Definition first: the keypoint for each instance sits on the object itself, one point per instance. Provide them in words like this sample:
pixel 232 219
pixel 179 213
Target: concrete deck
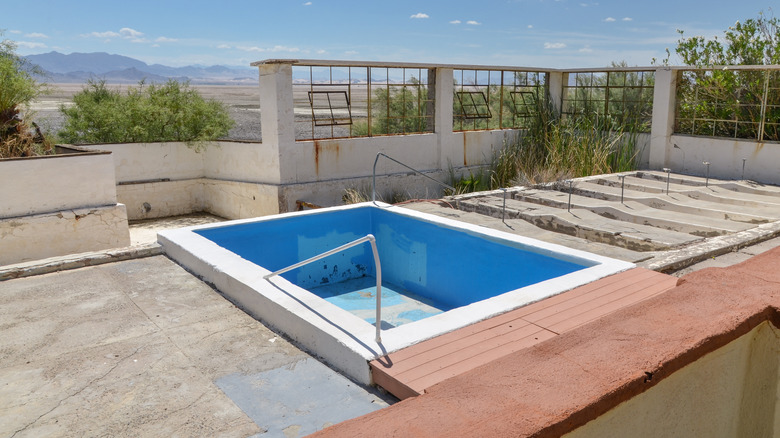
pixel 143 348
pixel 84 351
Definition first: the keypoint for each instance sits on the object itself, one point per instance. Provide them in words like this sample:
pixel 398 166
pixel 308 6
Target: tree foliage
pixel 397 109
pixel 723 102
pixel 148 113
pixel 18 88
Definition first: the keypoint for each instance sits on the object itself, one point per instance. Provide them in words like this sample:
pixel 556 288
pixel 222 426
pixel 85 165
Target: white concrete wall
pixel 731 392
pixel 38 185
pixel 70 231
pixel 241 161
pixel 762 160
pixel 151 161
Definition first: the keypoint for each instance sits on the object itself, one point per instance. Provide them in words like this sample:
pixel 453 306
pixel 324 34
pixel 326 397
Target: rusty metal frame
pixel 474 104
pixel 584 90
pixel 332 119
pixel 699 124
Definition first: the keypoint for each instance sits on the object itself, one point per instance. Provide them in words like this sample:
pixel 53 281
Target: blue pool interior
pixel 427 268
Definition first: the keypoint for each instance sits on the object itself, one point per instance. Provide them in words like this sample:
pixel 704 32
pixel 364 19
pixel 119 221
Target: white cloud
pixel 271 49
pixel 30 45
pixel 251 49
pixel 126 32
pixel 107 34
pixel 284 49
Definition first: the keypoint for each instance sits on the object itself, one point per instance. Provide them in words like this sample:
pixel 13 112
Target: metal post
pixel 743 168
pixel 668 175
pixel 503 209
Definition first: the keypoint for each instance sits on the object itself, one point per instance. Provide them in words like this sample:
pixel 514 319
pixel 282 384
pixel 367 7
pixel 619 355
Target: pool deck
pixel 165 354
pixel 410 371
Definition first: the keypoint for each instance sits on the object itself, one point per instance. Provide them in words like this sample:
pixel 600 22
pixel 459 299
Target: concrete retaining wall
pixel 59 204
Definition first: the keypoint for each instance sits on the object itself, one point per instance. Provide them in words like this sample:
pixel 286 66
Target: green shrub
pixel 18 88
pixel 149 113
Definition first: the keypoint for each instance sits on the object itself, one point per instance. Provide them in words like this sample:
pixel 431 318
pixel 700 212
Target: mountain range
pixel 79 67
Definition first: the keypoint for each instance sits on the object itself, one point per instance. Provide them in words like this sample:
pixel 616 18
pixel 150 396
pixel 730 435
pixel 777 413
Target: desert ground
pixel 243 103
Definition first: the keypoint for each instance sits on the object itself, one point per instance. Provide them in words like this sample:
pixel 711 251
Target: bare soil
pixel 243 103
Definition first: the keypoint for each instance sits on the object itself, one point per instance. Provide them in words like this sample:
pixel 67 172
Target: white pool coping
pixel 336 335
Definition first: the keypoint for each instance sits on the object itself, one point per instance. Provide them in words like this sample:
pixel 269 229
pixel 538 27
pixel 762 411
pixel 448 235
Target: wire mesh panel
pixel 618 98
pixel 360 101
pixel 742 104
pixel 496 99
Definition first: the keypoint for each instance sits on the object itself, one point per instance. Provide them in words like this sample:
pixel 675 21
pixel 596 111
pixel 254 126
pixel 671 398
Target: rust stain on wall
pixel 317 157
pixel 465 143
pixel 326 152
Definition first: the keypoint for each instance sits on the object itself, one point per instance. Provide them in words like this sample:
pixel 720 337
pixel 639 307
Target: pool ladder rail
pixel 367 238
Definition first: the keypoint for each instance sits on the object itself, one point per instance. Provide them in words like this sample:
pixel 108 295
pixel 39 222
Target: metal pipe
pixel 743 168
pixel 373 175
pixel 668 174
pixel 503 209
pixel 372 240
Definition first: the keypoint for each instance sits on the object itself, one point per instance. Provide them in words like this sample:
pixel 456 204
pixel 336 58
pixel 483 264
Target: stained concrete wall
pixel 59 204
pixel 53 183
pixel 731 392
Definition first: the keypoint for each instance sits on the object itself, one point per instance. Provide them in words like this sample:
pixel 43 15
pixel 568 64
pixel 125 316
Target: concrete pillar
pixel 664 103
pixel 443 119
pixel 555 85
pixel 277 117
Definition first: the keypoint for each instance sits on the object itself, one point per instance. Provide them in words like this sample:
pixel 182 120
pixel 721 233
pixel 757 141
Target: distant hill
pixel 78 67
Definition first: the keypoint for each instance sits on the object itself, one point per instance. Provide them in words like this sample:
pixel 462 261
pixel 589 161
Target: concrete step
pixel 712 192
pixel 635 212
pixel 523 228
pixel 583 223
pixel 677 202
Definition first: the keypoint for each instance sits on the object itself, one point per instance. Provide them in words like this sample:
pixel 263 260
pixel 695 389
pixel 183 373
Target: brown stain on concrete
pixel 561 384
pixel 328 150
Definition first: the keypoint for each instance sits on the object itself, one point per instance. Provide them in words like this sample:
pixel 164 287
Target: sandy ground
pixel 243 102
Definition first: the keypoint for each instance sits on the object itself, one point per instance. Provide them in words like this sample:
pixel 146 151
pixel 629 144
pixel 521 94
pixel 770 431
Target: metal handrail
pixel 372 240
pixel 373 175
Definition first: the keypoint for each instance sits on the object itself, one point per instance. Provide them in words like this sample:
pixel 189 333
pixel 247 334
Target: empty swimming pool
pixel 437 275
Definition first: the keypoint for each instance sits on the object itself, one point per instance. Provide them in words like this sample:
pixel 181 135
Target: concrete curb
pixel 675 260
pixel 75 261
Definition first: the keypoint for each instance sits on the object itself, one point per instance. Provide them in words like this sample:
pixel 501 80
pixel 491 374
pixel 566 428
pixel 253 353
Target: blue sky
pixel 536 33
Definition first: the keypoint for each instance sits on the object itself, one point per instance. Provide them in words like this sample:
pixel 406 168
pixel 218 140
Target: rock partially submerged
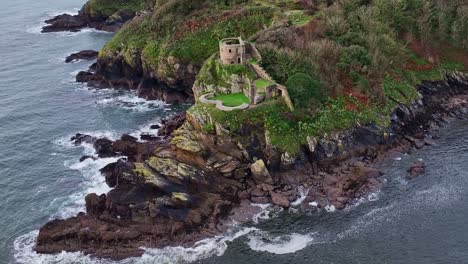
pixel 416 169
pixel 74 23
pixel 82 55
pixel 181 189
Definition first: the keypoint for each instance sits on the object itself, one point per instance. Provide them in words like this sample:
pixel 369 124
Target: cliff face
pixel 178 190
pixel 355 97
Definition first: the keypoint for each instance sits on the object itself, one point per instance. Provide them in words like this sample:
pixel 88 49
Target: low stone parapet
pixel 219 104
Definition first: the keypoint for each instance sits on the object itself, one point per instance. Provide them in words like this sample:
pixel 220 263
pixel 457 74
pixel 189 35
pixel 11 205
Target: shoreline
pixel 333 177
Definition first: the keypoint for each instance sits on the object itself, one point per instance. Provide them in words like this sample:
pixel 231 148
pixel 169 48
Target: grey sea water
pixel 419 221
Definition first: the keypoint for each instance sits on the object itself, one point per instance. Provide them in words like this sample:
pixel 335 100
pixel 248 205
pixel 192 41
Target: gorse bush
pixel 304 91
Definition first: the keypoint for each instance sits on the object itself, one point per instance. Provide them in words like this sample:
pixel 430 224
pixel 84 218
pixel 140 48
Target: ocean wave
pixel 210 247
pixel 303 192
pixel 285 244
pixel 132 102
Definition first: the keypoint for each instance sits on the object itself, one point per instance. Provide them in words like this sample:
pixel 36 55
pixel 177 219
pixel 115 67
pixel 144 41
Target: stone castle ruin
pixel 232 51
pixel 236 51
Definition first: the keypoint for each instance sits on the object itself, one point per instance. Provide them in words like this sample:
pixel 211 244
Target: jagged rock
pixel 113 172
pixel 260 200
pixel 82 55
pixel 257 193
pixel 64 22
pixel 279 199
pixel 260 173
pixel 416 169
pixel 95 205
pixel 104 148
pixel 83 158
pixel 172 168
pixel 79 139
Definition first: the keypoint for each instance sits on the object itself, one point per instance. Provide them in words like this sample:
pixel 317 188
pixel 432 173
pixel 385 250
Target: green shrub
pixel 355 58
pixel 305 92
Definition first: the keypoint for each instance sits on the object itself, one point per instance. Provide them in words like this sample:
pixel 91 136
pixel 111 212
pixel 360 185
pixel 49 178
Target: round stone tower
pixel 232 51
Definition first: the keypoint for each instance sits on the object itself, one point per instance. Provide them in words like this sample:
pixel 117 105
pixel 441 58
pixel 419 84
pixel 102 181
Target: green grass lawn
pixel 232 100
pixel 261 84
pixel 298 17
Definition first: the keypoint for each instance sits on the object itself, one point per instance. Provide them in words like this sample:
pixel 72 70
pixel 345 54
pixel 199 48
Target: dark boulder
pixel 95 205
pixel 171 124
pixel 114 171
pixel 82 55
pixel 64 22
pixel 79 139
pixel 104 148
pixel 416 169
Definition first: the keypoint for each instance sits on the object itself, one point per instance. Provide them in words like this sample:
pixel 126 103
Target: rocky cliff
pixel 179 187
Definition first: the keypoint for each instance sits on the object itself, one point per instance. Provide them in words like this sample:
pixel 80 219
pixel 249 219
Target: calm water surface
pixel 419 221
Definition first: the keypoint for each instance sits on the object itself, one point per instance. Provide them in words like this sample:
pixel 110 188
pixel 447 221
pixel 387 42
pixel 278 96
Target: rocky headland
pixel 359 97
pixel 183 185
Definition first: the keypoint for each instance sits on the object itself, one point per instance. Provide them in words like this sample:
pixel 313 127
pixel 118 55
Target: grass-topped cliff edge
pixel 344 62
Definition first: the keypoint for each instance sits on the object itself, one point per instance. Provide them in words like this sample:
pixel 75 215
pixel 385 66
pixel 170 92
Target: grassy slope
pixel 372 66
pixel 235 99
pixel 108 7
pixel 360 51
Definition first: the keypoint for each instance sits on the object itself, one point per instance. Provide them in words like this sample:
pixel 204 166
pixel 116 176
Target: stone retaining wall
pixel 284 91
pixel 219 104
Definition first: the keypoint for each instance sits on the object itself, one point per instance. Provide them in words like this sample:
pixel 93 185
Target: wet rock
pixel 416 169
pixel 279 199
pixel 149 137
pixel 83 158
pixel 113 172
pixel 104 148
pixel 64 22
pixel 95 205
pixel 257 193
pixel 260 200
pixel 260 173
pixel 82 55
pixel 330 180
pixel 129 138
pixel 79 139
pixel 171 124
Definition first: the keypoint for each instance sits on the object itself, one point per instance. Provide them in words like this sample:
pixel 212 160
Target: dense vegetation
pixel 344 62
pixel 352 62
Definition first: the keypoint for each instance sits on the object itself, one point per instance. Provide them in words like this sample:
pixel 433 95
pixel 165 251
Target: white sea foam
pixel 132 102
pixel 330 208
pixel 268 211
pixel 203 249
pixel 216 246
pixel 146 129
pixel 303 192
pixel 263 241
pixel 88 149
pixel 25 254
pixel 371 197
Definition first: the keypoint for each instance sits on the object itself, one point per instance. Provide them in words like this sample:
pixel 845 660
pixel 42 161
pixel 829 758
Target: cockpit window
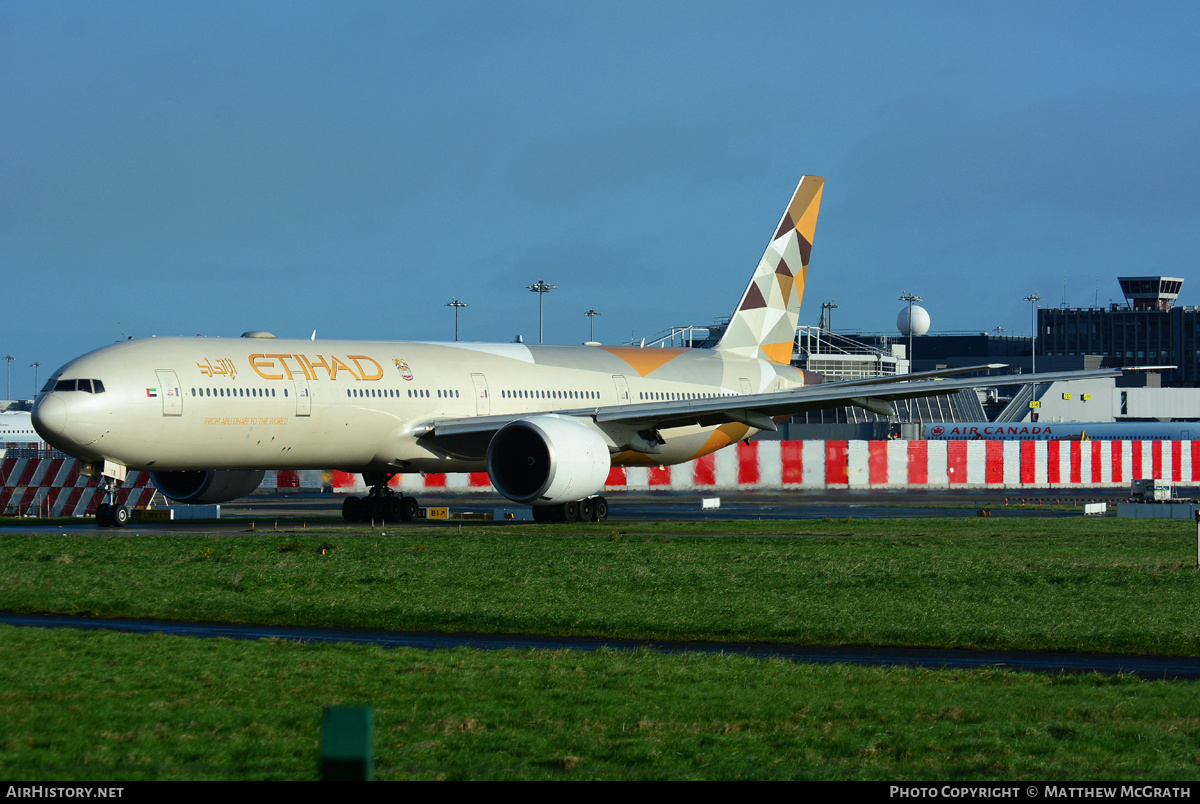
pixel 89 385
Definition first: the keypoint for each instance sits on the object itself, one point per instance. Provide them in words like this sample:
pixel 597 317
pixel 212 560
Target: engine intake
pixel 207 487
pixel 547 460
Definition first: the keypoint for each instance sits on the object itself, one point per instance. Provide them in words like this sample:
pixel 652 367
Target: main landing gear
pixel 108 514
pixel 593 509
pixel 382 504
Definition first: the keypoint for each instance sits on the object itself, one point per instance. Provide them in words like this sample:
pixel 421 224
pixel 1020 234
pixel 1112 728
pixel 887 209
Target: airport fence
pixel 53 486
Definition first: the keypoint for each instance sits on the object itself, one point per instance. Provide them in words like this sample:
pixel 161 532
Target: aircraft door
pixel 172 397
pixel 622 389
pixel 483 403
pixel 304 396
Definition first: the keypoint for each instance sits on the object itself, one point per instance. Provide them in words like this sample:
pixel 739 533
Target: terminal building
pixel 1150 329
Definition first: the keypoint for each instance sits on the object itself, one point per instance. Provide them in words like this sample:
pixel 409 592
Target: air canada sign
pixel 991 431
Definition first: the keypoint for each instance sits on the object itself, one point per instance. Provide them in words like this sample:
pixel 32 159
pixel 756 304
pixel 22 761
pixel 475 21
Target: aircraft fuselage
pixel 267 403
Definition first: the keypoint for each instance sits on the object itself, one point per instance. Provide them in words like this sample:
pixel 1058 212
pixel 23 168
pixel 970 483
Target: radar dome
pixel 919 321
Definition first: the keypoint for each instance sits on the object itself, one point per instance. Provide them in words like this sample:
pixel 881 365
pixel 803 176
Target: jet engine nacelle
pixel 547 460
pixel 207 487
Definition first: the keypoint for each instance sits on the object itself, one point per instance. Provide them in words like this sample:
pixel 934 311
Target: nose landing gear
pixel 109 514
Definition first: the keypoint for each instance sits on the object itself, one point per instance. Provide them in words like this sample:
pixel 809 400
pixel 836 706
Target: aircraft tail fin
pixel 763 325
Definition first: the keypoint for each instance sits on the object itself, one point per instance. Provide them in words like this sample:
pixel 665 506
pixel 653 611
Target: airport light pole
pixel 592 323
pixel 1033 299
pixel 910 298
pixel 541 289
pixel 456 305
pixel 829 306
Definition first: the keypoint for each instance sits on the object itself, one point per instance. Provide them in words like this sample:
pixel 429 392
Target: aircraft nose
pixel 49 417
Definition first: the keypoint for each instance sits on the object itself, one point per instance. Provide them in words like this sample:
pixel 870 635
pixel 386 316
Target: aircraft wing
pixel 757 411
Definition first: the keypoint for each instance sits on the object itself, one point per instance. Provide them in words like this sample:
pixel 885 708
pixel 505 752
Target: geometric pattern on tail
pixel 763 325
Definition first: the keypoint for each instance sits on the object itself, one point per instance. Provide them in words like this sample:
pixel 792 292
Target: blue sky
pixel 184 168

++++++++

▶ **What to do**
Copy the listing above, without changes, from its first line through the line containing "pixel 151 161". Leave the pictures out.

▶ **Output for this exercise**
Definition first: the keypoint for each instance sits on the object itself, one point per instance. Provide them in words like this sample:
pixel 232 219
pixel 179 213
Target: concrete deck
pixel 143 348
pixel 84 351
Definition first: the keypoint for each instance sits on the object itself, one point per instance. Provide them in words like this sample:
pixel 398 166
pixel 308 6
Target: tree foliage
pixel 397 109
pixel 723 102
pixel 148 113
pixel 18 88
Definition first: the keypoint for each instance sits on the object itself, one point per instance. Provide them in words like this sample:
pixel 556 288
pixel 222 426
pixel 85 165
Target: white concrete wall
pixel 731 392
pixel 38 185
pixel 70 231
pixel 241 161
pixel 762 160
pixel 151 161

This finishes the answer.